Show each line of the data below that contains the string "shoe", treating uppercase and lowercase as different.

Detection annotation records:
--

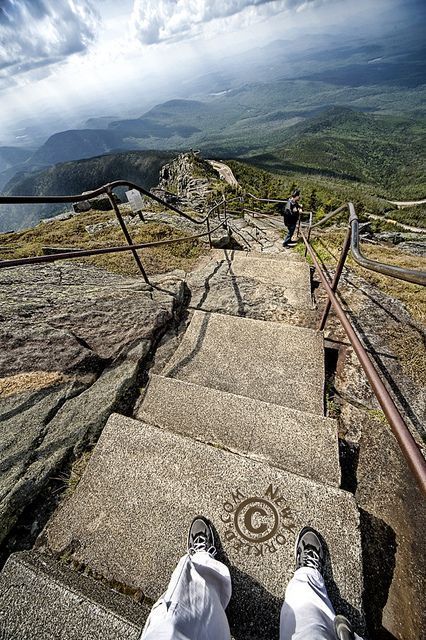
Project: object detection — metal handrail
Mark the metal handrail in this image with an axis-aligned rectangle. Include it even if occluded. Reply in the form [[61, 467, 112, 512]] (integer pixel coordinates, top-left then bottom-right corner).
[[0, 180, 220, 224], [0, 180, 233, 285], [0, 222, 231, 269], [301, 227, 426, 495], [305, 202, 426, 286]]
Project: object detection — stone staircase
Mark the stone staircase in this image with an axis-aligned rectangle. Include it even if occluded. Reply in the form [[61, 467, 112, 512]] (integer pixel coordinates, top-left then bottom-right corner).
[[0, 244, 363, 640]]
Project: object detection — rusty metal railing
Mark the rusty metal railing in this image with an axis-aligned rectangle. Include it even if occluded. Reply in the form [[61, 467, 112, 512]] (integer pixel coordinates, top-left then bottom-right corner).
[[300, 202, 426, 495], [0, 180, 231, 285]]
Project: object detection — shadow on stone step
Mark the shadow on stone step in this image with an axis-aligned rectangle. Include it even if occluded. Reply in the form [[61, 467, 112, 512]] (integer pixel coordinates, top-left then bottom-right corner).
[[212, 525, 365, 640], [212, 525, 284, 640], [339, 438, 359, 493], [359, 509, 397, 640], [319, 534, 365, 636], [167, 313, 209, 378], [340, 283, 423, 433]]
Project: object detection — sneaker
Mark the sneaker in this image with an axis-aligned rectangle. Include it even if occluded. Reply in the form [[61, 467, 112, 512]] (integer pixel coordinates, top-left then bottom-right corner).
[[188, 516, 217, 558], [295, 527, 324, 574], [334, 616, 355, 640]]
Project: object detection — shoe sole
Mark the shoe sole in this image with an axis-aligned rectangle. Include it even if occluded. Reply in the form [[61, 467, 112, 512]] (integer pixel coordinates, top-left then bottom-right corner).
[[186, 516, 216, 549], [294, 527, 325, 566]]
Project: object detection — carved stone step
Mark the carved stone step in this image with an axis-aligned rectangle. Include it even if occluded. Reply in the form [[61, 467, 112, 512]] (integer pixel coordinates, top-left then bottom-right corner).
[[0, 551, 148, 640], [162, 311, 324, 415], [136, 375, 340, 487], [45, 414, 363, 640]]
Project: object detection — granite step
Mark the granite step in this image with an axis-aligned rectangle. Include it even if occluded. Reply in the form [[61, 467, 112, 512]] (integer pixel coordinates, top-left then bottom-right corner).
[[229, 254, 312, 309], [162, 311, 324, 416], [136, 375, 340, 487], [0, 551, 149, 640], [44, 414, 363, 640]]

--

Output of the task:
Project: object detection — shoe sole
Mark the shoe sole in this image with an axis-aligned rectangle. Include it even if occluded. Reply in the form [[61, 467, 112, 512]] (integer pixel coordinates, top-left then bottom-right corner).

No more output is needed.